#### PAGE EXCERPT
=-=-=-=-=

The comments advocate for a science-based approach to defining WOTUS that preserves features essential for water quality while providing clarity to the regulated community.

Among the challenges DEQ said are posed by the proposed federal WOTUS rule under consideration are the following:

  • Increased flooding risks in low-lying areas as nearly 95% of all wetlands in North Carolina are located in eastern North Carolina.
  • Negative effects on wetlands ability to filter the water supply and increased stormwater runoff.
  • Economic concerns regarding certainty for farmers and developers employing responsible environmental practices around the state’s wetlands.
  • Negative effects on species dependent upon wetlands.
  • Threats to the recreational and commercial fishing industries’ products like shellfish, blue crabs, fish and shrimp.
  • A drastic decrease in federal wetland protections creating a huge regulatory gap that would need to be filled by new rules, laws and personnel to protect wetlands.
  • An increased burden on underfunded, understaffed regulatory agencies that work in partnership with the federal government to protect wetlands nationwide.

Last month, the Albemarle-Pamlico National Estuary Partnership, which is part of the National Estuary Program implemented under Section 320 of the Clean Water Act, commented that the proposed definition would prevent it from achieving the program’s purpose. “It will do the same for each program in every part of the country as it strips away the tools necessary to address the water pollution threats that the National Estuary Program is designed to address at local levels,” according to the partnership’s comments submitted by Leadership Council Chair Kirk Havens.

=-=-=-=-=

[Collected data]
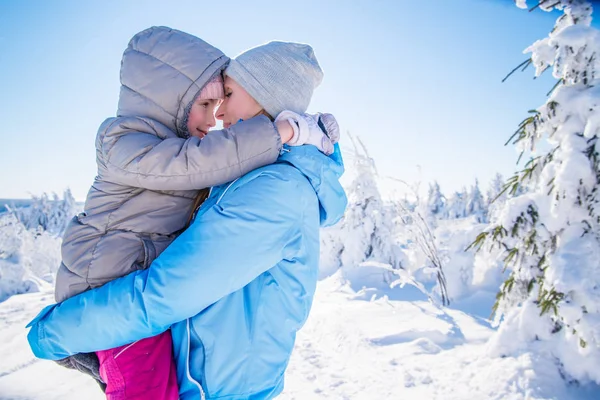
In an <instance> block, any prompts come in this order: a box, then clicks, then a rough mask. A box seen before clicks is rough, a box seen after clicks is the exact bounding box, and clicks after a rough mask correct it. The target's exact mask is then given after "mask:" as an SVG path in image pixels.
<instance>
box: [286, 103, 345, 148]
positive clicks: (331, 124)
mask: <svg viewBox="0 0 600 400" xmlns="http://www.w3.org/2000/svg"><path fill="white" fill-rule="evenodd" d="M281 120H287V121H288V122H289V123H290V125H291V126H292V129H293V130H294V136H292V138H291V139H290V141H289V142H288V143H287V144H289V145H290V146H302V145H304V144H311V145H313V146H315V147H316V148H317V149H319V150H320V151H321V152H322V153H323V154H325V155H331V154H332V153H333V145H334V144H335V143H337V141H338V139H339V137H340V130H339V126H338V123H337V121H336V119H335V117H334V116H333V115H331V114H315V115H311V114H302V115H300V114H296V113H295V112H293V111H283V112H281V113H280V114H279V115H278V116H277V118H276V119H275V122H278V121H281ZM319 125H321V126H322V127H323V128H325V131H323V129H321V127H319Z"/></svg>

=-=-=-=-=

#### TASK SET
A: Duplicate the entries word for word, starting at their first line and ending after the line that contains "positive clicks: (331, 124)". Leave the pictures out.
B: Pick up the passage on the federal WOTUS rule after its last sentence and keep writing it.
These entries have no connection to the passage on the federal WOTUS rule.

#### EXERCISE RESPONSES
A:
In an <instance> block, any prompts come in this order: a box, then clicks, then a rough mask. A box seen before clicks is rough, a box seen after clicks is the exact bounding box, and clicks after a rough mask correct it. The target's exact mask is then given after "mask:" as an SVG path in image pixels.
<instance>
box: [286, 103, 345, 148]
positive clicks: (331, 124)

B:
Also, dozens of national, regional and local hunting and fishing groups have submitted comments, calling the revision a “wholesale gutting of the Clean Water Act’s 47 years of protection for our nation’s waters” and noting the potential economic consequences for rural communities and outdoor recreation businesses and the species that stand to lose habitat if clean water standards are weakened.

“At every step of the EPA’s rule replacement process on what waters qualify for Clean Water Act protections, hunters and anglers have been clear about their support for safeguards on headwaters and wetlands,” said Whit Fosburgh, president and CEO of the Theodore Roosevelt Conservation Partnership. “The science supports protecting these habitats as interconnected to larger water systems, the economics of defending outdoor recreation opportunities and businesses makes sense, and Americans will continue to stand up for clean water to power their outdoor pursuits.”